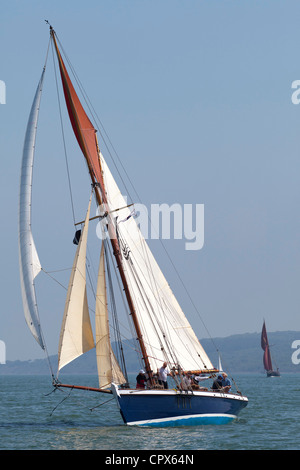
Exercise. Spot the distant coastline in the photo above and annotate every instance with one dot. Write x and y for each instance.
(239, 353)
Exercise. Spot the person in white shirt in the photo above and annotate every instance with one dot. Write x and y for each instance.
(163, 375)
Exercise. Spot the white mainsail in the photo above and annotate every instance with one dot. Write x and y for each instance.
(108, 368)
(166, 332)
(76, 335)
(28, 258)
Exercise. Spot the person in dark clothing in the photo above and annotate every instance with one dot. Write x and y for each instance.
(217, 384)
(141, 379)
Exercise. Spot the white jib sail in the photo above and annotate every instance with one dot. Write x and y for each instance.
(28, 258)
(76, 335)
(167, 334)
(108, 368)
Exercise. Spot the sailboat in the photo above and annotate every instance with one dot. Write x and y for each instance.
(161, 329)
(267, 361)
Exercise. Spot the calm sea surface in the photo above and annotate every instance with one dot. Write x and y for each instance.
(33, 417)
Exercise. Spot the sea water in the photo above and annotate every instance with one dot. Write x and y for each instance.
(34, 417)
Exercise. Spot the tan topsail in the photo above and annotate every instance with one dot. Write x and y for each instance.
(108, 368)
(76, 335)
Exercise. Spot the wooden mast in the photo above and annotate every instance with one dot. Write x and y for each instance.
(100, 193)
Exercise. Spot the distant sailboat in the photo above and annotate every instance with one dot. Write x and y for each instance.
(161, 329)
(267, 361)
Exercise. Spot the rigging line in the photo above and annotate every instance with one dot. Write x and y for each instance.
(63, 135)
(40, 326)
(123, 168)
(90, 163)
(96, 119)
(53, 278)
(101, 404)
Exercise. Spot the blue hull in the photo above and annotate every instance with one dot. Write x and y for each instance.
(173, 408)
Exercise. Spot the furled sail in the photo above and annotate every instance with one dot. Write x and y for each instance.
(82, 126)
(265, 346)
(76, 335)
(28, 258)
(166, 331)
(108, 368)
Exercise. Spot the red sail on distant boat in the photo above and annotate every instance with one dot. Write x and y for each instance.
(267, 361)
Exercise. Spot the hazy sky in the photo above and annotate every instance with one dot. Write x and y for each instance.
(196, 99)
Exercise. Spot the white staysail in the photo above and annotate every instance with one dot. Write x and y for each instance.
(167, 334)
(76, 335)
(28, 258)
(108, 368)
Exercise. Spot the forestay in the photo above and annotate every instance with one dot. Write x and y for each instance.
(29, 261)
(167, 334)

+===+

Exercise aim: Please rewrite the lines from the one with "Exercise. Spot the blue" through the last line, keeping the requests unchanged and shifting each coordinate in the answers up by 44.

Final result:
Exercise. Spot the blue hull in the photo above and annotate every instance with one dot. Write x and y for each instance.
(217, 452)
Exercise. Spot the furled sail in the photo above and annotate every instance with one dot. Write x and y for each instance.
(126, 170)
(309, 390)
(120, 379)
(72, 302)
(210, 375)
(152, 412)
Exercise. Spot the red sail on distant boat in the photo above and annotate every instance with one dot. Write x and y for each instance.
(311, 405)
Exercise. Spot the hazy sky in the photo above and annotate every instance with one dot. Write x and y for each instance.
(240, 143)
Exercise. Spot the white staysail in the photo above and annotate every instance with one dot. Write x and y for each instance.
(211, 378)
(120, 379)
(72, 302)
(152, 412)
Exercise. Spot the forestay in the photo above and annotate every instance with one dot. Write x and y for each instance.
(73, 305)
(211, 378)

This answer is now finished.